▸ TRAVAIL À FAIRE
Répondez à ces questions d'après l'extrait sur l'antisémitisme au Canada.
(a) Quels exemples d'incidents antisémites parus dans les manchettes en 2018 sont cités ?
(b) Que subissent souvent ceux qui dénoncent publiquement ce genre de haine et d'intolérance au Canada ?
(c) Selon Statistique Canada, que sont les crimes haineux antisémites parmi les crimes pour motifs religieux signalés à la police ?

▸ EXTRAIT DU DOCUMENT
################

Mais la réalité demeure que les sentiments d’antisémitisme, de haine et d'intolérance ne s’arrêtent pas aux frontières. Le fil de haine et d'intolérance qui a amené un homme armé à ouvrir le feu sur des personnes dans leur lieu de culte, fait aussi partie du tissu de la société canadienne actuelle.

L'antisémitisme continue d'être une réalité inquiétante dans la vie des personnes juives vivant au Canada.

En 2018, les incidents antisémites se retrouvent régulièrement dans les manchettes des nouvelles : une croix gammée peinte sur une porte, une pierre tombale endommagée ou détruite, une affiche raciste mise en évidence dans un espace public ou en ligne. Certains pourraient en minimiser l'importance, attribuant ces gestes à des marginaux malavisés qui ne doivent pas être pris aux sérieux. Mais le fait demeure que ceux qui dénoncent publiquement ce genre de haine et d'intolérance au Canada subissent souvent de l’intimidation et même des menaces de mort. De toute évidence, ce n'est pas un jeu.

En fait, Statistique Canada rapporte que les crimes haineux antisémites sont les crimes pour motifs religieux les plus fréquemment signalés à la police.

################

▸ DONNÉES FOURNIES
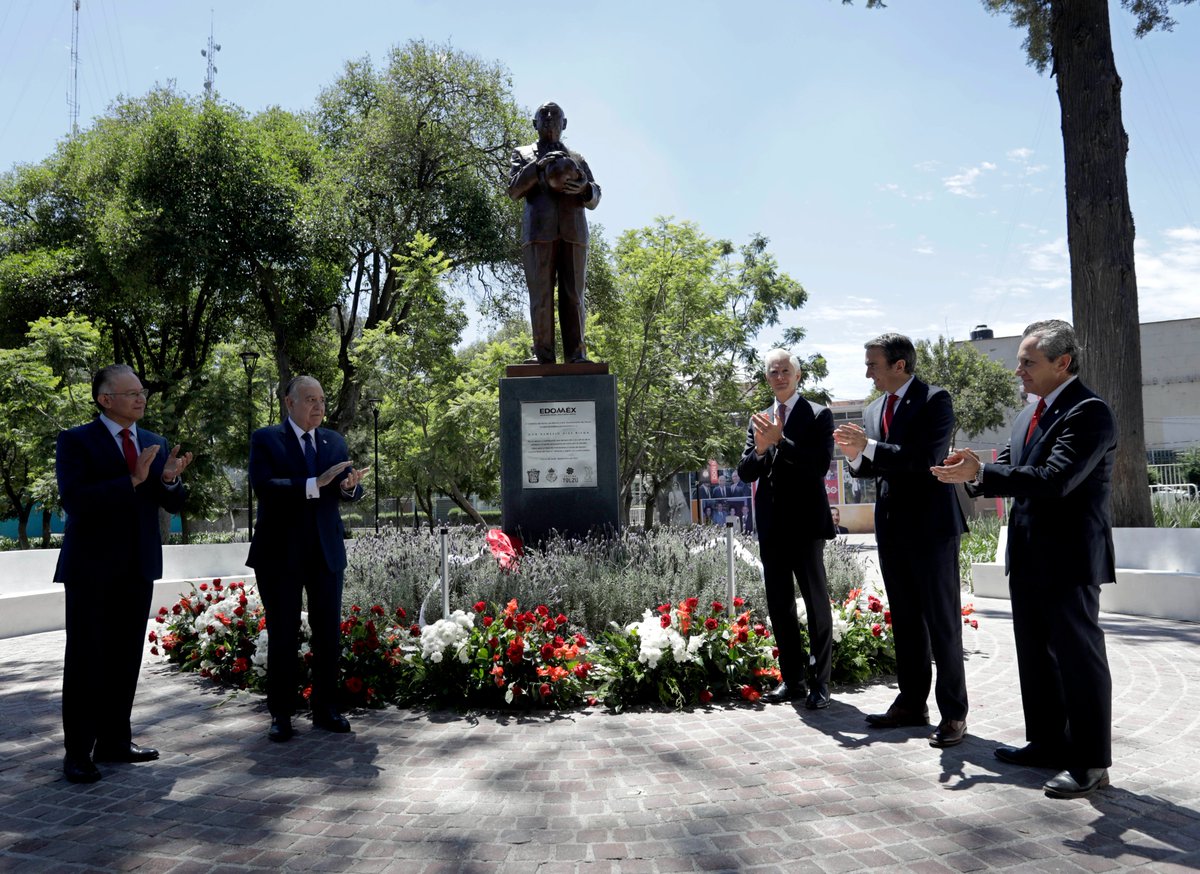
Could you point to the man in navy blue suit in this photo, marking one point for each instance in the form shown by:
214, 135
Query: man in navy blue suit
301, 473
1057, 467
918, 525
113, 478
787, 454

################

▸ RÉPONSE RÉDIGÉE
(a) Une croix gammée peinte sur une porte, une pierre tombale endommagée ou détruite, une affiche raciste mise en évidence dans un espace public ou en ligne.
(b) De l'intimidation et même des menaces de mort.
(c) Ce sont les crimes pour motifs religieux les plus fréquemment signalés à la police.